At the heart of any nation are its people – driven by trials, pain, fears, hopes, dreams and successes. On this most special day, I stand with you not only to celebrate our 50th anniversary of independence but to honour the memories of those who have so diligently and steadfastly paved the way so that we can have a better future.
Today we stand on their shoulders faced with a new challenge to inspire and create a better future for the next generation to come, which is our collective responsibility.
Our nation’s success lies in the hands of its people- the architects of the future and we must embrace new innovations, foster inclusivity and champion sustainable growth.
As we raise our flag on this Independence Day, we use this opportunity to celebrate YOU, our people, our journey and look toward a future of great hope and prosperity.
I highlight our heroes and sheroes, those who work at the forefront of our country and those who labour tirelessly behind the scenes, ensuring that our country moves forward no matter what.
Believe it or not, our heroes and sheroes come from all walks of life. Our police officers, teachers, doctors, nurses, orderlies, farmers, fishermen and women, construction workers, cleaners, drivers, musicians, artists, sportsmen and women and all the workers who have built this nation and shaped our communities.

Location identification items
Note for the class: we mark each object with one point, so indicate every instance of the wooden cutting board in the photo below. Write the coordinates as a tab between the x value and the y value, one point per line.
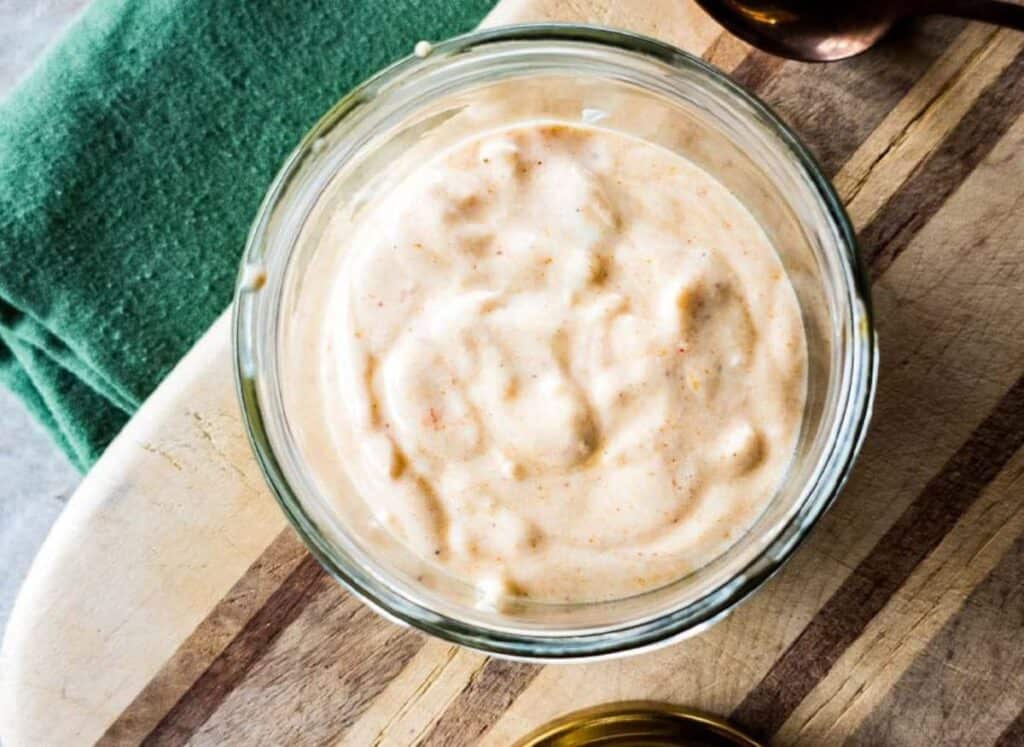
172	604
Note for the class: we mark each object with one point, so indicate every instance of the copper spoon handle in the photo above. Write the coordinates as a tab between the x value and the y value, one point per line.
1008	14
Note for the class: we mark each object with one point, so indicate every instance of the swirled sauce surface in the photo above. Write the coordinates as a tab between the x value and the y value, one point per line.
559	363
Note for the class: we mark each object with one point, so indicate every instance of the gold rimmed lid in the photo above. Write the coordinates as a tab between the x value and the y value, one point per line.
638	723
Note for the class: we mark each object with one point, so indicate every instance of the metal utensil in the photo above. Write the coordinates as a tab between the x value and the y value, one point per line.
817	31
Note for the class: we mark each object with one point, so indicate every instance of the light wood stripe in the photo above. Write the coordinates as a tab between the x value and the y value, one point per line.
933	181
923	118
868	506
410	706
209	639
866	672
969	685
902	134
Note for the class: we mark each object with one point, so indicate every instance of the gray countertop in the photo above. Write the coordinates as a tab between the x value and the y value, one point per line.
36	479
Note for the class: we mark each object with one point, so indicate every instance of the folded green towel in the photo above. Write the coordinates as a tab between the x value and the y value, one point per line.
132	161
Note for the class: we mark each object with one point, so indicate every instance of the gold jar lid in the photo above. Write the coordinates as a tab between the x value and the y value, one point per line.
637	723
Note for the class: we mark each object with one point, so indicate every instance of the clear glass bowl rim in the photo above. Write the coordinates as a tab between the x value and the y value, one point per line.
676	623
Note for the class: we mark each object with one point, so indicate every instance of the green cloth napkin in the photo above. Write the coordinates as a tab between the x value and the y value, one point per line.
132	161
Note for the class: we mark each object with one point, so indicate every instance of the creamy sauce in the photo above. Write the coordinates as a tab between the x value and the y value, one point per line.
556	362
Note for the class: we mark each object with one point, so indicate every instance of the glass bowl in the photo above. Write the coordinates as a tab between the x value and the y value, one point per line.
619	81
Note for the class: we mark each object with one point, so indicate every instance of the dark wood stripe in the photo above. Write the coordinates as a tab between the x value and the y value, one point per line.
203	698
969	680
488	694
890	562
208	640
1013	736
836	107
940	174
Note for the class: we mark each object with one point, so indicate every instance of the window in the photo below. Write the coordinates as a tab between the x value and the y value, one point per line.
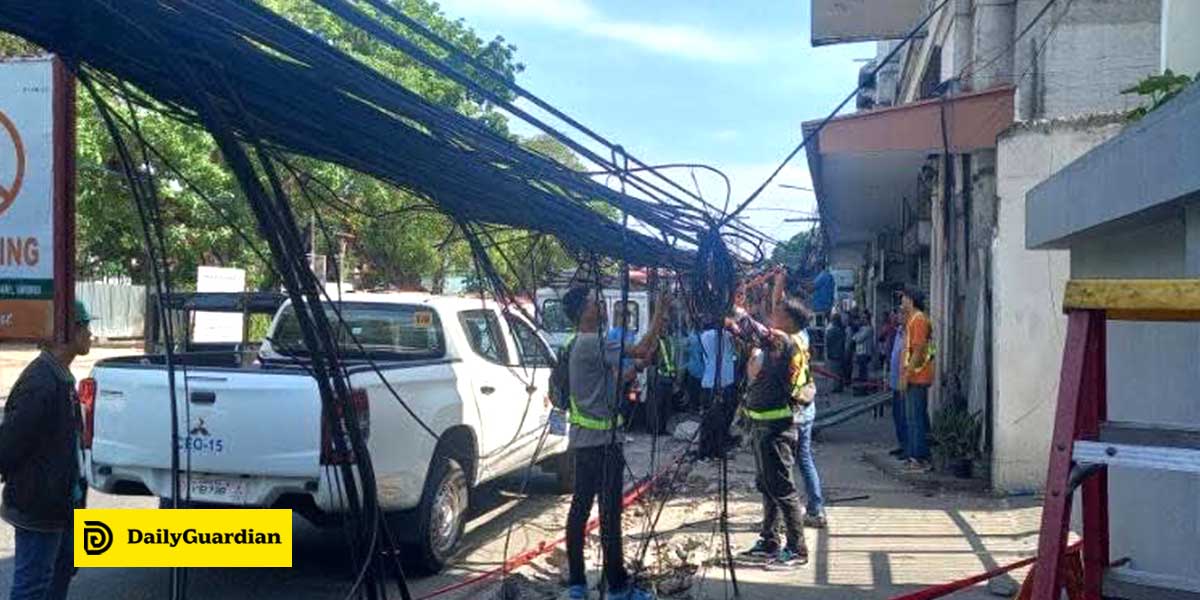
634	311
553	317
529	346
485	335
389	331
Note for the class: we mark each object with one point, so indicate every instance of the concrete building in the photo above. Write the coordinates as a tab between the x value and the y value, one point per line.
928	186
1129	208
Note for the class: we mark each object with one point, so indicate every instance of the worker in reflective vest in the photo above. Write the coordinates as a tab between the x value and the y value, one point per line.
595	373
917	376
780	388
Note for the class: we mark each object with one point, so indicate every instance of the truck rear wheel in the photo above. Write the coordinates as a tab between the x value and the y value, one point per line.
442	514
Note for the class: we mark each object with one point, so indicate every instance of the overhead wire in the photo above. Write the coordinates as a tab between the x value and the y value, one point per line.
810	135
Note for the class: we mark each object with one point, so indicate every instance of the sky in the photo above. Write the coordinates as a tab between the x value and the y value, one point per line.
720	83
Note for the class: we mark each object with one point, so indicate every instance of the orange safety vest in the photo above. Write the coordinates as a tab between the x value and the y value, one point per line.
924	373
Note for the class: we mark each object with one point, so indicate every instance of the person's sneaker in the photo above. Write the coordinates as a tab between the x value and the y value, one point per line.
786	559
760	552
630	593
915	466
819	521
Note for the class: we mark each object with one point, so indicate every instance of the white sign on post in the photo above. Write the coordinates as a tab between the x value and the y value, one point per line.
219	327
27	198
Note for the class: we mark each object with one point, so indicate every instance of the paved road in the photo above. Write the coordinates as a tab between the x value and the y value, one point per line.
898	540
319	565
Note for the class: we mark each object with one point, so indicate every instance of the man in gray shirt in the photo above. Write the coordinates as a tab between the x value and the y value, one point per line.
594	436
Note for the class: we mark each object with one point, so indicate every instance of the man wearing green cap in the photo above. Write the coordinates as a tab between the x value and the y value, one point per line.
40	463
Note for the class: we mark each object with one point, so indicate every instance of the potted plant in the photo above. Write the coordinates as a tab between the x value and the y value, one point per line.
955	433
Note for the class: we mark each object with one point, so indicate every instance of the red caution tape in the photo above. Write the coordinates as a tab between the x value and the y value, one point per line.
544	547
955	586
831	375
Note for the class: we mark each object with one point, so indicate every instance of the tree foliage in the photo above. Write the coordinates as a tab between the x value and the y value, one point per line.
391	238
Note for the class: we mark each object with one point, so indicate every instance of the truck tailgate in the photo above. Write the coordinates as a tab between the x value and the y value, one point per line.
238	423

§ **To-do list**:
1. Answer these questions about the Independence Day speech:
(a) Which anniversary of independence is the speaker celebrating?
(b) Whom does the speech call "the architects of the future"?
(c) What is raised on Independence Day?
2. Translate this sentence from the Independence Day speech into Spanish: "Today we stand on their shoulders faced with a new challenge to inspire and create a better future for the next generation to come, which is our collective responsibility."

§ **Answers in order**:
1.
(a) The 50th anniversary.
(b) The nation's people.
(c) The flag.

2. Hoy estamos sobre sus hombros, ante un nuevo desafío de inspirar y crear un futuro mejor para la próxima generación, lo cual es nuestra responsabilidad colectiva.